The task -
Using the listing below, print exactly everything from the line with "Where can you see the bare" down to the line with "Where can you see the concrete", both included, and nothing more.

Record extracts -
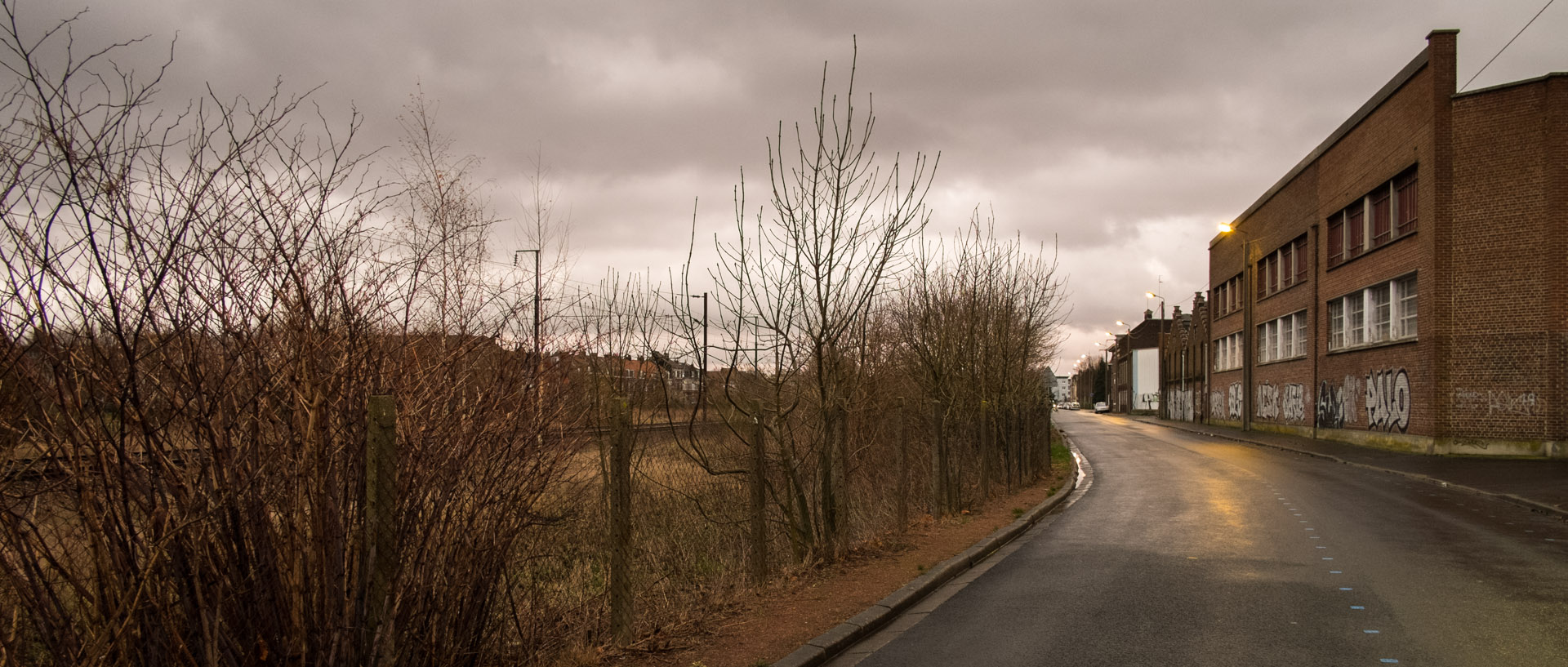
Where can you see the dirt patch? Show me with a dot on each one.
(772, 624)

--

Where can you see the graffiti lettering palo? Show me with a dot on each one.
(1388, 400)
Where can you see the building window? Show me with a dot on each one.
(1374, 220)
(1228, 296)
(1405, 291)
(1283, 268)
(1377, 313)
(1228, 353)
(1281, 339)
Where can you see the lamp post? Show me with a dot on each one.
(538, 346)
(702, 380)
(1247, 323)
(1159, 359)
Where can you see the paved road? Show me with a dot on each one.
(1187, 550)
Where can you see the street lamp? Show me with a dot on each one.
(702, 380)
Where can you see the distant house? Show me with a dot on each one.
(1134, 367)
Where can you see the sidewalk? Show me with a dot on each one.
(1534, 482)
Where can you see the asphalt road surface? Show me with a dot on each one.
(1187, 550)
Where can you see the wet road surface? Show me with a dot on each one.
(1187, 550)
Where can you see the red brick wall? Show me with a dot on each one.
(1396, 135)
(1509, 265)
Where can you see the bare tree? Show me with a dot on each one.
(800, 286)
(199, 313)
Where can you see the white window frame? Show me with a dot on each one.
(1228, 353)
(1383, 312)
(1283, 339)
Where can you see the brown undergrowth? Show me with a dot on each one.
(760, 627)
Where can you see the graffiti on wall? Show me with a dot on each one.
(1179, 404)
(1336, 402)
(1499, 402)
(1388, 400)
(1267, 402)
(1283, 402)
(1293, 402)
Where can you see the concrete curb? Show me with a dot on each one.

==

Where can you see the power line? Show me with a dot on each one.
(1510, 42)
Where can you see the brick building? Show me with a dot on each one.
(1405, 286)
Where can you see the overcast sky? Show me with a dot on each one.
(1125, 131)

Solution below -
Where can you see the bare tree? Show me with a dot on each one.
(800, 286)
(199, 313)
Where can you see the white window frame? Show me with a dot on each one.
(1228, 353)
(1383, 312)
(1283, 339)
Where can you see the brown undergrowth? Show me with a dot on each one.
(760, 627)
Where can you see the graffiti on wall? Show me with a dot on each one.
(1179, 404)
(1336, 402)
(1499, 402)
(1388, 400)
(1267, 402)
(1283, 402)
(1293, 402)
Where can you see the concrete curb? Show me with a dot on each one.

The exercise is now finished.